**ЗАДАНИЕ 1**
По какому источнику печатается документ, согласно примечаниям во фрагменте текста?

**ФРАГМЕНТ ТЕКСТА**
★ ★ ★ ★

Член Совета И. Гончаров.

   7 февраля 1866 г<ода>.
   

ПРИМЕЧАНИЯ

   Автограф: РГИА, ф. 776, оп. 3, No 254, 1866, л. 5-9 об.
   Впервые опубликовано: Евгеньев 1916 ГМ. No 11. С. 141--147, с пропусками и неточностями.
   В собрание сочинений включается впервые.
   Печатается по автографу.
   Документ относится к характеристике публикаций в периодическом издании, порученном наблюдению Гончарова.
   Судьба "Русского слова" в органах надзора за печатью и поведение Гончарова в этой связи составляют весьма показательный эпизод в истории журналистики и цензуры 1860-х гг.
   Как видно из относящихся к делу документов 107, 108 и комментируемого документа, Гончаров испытывал колебания, вынося суждения о журнале и его авторах. Он, несомненно, ценил Писарева, признавал его даровитость и литературные достоинства его статей в большей степени, чем позволял себе высказать как член Совета Главного управления по делам печати (см., в частности, документ 118 -- наст. том, с. 229--230), но социально-исторические, этические и эстетические идеи Писарева вызывали у него резкое неприятие, и он не хотел и не мог допустить их распространения. Стремясь пресечь деятельность, как он полагал, разрушительно действующего на общество журнала, он в то же время желал сохранить для талантливых его авторов возможность умственной и творческой свободы.

★ ★ ★ ★

**ИЗВЛЕЧЁННЫЕ ДАННЫЕ**
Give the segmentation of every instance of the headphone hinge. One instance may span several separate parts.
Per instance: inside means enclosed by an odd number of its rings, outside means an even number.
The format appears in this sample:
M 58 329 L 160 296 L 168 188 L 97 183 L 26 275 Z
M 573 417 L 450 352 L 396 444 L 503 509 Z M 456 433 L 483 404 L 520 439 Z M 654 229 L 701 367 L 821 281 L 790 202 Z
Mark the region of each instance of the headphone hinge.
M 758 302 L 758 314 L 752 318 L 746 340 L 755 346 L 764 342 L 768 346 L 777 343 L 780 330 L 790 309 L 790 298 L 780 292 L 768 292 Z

★ ★ ★ ★

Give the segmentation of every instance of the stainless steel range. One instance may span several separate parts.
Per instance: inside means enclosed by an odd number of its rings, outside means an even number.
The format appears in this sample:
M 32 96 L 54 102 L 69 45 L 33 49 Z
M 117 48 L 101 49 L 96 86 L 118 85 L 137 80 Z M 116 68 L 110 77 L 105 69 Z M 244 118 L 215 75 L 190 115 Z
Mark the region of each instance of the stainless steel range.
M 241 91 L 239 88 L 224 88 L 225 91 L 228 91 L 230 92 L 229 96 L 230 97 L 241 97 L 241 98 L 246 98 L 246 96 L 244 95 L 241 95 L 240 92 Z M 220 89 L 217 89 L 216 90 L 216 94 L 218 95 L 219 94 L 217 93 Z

★ ★ ★ ★

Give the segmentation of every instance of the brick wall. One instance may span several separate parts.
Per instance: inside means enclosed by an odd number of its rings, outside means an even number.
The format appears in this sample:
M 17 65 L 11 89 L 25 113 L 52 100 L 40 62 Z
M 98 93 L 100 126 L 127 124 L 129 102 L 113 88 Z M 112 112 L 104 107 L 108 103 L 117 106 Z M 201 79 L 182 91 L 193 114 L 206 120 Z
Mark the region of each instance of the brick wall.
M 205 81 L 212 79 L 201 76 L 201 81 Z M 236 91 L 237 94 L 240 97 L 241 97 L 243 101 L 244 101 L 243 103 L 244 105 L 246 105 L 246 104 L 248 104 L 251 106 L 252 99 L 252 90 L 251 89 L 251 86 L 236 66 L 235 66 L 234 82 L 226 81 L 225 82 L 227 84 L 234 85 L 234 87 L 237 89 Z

★ ★ ★ ★

**ЗАДАНИЕ 2**
Процитируйте из извлечённых данных строки, начиная со строки, содержащей "Give the segmentation of every instance of the headphone", и заканчивая строкой, содержащей "M 58 329 L 160", включая обе.

**РЕШЕНИЕ 1**
По автографу.

**РЕШЕНИЕ 2**
Give the segmentation of every instance of the headphone hinge. One instance may span several separate parts.
Per instance: inside means enclosed by an odd number of its rings, outside means an even number.
The format appears in this sample:
M 58 329 L 160 296 L 168 188 L 97 183 L 26 275 Z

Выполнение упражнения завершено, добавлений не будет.